Start of SUPPLIED ENTRIES

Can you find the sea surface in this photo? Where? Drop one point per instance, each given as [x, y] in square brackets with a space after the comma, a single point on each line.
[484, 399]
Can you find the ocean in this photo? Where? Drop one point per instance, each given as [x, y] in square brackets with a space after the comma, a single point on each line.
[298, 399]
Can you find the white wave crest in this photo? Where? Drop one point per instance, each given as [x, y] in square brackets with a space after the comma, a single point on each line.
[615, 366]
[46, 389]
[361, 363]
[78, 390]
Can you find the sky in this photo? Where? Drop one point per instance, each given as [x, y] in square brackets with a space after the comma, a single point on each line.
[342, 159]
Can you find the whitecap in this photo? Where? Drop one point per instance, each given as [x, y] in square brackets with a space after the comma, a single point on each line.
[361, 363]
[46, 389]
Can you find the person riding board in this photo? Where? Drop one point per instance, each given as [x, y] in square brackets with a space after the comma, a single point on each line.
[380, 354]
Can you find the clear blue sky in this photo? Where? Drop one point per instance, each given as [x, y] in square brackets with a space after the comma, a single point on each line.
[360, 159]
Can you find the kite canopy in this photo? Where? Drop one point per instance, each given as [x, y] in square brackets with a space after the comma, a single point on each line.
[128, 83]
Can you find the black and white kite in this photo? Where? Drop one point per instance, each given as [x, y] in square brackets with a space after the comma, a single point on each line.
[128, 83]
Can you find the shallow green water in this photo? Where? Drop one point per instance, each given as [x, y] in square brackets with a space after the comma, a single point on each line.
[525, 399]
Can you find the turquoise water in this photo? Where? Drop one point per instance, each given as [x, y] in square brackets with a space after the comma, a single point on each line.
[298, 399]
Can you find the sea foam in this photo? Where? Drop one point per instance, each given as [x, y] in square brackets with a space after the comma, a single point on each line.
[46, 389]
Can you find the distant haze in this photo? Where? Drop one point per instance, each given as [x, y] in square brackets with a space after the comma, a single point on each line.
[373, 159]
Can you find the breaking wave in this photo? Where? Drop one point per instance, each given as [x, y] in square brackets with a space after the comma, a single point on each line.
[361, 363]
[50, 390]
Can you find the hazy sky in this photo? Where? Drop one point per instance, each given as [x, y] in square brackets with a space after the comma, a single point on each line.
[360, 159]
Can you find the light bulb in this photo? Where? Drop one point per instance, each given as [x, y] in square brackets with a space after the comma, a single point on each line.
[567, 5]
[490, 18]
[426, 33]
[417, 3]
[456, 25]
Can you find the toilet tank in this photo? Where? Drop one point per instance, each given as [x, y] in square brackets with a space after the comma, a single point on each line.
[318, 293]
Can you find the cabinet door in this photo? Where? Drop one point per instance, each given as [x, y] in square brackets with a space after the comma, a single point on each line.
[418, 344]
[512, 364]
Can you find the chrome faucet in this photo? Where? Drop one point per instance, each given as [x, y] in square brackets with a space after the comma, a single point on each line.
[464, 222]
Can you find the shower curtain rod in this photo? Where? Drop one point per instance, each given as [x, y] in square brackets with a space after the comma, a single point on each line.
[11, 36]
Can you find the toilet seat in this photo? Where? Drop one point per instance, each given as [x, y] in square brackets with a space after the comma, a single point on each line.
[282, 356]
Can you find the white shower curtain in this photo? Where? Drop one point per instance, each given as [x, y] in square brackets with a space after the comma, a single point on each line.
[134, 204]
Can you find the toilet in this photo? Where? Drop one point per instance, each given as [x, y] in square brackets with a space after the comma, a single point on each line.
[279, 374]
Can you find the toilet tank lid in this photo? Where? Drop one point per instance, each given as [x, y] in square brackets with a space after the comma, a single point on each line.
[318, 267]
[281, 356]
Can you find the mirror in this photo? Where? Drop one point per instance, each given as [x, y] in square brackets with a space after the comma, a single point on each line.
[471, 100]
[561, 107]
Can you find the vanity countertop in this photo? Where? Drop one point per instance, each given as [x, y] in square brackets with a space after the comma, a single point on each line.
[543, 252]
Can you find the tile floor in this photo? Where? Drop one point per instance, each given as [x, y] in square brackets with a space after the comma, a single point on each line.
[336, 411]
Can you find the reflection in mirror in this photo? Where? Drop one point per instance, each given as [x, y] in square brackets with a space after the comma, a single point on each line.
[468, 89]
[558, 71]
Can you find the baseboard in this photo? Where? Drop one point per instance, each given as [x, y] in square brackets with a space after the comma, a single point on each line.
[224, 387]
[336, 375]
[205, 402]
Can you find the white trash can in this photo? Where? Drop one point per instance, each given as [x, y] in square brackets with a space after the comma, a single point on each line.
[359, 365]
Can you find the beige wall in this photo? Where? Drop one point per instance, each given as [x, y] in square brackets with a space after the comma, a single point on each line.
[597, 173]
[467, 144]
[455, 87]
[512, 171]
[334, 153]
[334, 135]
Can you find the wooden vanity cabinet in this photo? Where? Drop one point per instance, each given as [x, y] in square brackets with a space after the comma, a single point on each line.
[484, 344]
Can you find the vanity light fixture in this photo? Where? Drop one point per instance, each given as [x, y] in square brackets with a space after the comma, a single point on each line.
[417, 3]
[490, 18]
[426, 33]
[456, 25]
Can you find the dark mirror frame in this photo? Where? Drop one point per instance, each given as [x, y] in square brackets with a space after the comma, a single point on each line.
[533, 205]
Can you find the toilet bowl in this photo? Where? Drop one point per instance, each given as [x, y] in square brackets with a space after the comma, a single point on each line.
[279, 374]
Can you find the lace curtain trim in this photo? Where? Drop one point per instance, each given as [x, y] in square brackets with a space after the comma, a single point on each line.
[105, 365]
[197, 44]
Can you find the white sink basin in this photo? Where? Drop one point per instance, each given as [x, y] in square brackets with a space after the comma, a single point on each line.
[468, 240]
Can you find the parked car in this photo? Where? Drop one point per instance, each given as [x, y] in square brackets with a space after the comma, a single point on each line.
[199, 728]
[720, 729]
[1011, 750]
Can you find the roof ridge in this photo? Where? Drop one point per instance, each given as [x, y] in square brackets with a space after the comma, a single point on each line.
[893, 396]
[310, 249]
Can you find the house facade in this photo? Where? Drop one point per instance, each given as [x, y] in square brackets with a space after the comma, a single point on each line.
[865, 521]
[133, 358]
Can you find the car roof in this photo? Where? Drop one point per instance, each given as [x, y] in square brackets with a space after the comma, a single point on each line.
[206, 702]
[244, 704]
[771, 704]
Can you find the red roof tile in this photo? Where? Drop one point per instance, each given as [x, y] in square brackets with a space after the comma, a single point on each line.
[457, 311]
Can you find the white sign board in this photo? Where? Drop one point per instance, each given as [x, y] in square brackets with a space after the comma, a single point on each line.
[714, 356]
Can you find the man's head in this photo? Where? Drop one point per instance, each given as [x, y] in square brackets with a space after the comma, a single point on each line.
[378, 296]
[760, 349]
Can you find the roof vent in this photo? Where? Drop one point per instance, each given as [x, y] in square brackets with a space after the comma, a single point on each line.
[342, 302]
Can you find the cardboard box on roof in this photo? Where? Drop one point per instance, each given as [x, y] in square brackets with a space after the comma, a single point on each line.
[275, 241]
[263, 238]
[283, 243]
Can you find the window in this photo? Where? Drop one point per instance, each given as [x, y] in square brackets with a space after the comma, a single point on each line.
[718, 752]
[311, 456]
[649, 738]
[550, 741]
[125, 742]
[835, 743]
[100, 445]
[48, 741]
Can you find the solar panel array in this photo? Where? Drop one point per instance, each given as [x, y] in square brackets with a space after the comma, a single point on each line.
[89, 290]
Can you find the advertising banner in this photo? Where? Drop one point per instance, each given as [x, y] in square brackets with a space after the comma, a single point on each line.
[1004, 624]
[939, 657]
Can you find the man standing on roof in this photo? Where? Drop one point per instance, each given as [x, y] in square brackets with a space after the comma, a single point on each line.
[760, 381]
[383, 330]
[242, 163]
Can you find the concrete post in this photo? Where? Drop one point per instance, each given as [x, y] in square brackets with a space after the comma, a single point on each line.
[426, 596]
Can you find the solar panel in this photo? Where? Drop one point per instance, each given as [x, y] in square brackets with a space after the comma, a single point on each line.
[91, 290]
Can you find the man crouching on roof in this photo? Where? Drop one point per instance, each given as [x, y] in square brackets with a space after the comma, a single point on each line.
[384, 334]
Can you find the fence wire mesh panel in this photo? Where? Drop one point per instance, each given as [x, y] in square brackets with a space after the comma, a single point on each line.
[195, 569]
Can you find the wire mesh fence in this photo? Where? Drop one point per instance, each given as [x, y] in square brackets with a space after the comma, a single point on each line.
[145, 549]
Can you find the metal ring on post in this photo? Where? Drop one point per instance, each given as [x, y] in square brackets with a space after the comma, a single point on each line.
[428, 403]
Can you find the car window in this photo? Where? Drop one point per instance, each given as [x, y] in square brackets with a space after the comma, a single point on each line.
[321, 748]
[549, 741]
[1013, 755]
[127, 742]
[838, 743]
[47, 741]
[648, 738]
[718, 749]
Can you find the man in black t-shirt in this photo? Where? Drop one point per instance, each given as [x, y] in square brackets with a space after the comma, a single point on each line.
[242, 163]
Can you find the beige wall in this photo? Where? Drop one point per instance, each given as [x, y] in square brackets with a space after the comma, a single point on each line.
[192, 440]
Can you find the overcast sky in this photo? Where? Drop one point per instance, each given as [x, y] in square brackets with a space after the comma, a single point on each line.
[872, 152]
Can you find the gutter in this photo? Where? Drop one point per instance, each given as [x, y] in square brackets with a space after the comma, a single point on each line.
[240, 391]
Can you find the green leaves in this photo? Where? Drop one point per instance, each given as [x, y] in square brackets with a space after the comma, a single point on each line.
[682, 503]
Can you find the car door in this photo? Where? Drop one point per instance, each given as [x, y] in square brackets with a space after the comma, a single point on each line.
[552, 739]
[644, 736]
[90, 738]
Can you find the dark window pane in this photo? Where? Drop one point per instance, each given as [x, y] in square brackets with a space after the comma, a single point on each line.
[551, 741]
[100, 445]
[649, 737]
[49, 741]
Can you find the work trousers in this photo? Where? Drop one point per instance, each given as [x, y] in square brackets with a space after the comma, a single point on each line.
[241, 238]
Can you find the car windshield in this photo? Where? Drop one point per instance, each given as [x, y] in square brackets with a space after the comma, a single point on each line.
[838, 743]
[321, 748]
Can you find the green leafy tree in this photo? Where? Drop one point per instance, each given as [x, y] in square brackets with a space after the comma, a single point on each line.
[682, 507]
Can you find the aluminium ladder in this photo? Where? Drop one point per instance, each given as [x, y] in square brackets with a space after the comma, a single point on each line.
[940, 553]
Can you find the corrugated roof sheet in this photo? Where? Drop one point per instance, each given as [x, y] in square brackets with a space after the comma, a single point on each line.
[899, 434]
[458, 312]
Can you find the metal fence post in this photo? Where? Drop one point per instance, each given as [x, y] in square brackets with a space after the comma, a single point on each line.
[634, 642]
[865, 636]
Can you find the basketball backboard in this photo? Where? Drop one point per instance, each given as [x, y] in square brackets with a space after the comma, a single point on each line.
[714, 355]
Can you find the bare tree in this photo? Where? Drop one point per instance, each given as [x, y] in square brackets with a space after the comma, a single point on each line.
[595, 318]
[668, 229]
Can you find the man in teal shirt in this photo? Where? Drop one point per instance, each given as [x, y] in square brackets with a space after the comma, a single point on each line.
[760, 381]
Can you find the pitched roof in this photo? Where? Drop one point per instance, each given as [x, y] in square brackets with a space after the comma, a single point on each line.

End of SUPPLIED ENTRIES

▶ _THE PROBLEM_
What should come out is the exact run of lines from the one holding "Can you find the bare" through the end of the records above, and nothing besides.

▶ _REPLY TO THE EXERCISE_
Can you find the bare tree in this photo? Where? Drop one point per instance, each given as [x, y] in square brackets with a space after the comma, a single point on each line.
[595, 318]
[668, 229]
Can you find the man in teal shirt in this photo? Where? Drop one point per instance, each given as [x, y] in square brackets with a space after the comma, a single point on each line.
[760, 381]
Can you find the pitched roof in this photo? Where? Drop one point per instance, each given as [x, y] in square brackets with a space after the comma, a single point on each line.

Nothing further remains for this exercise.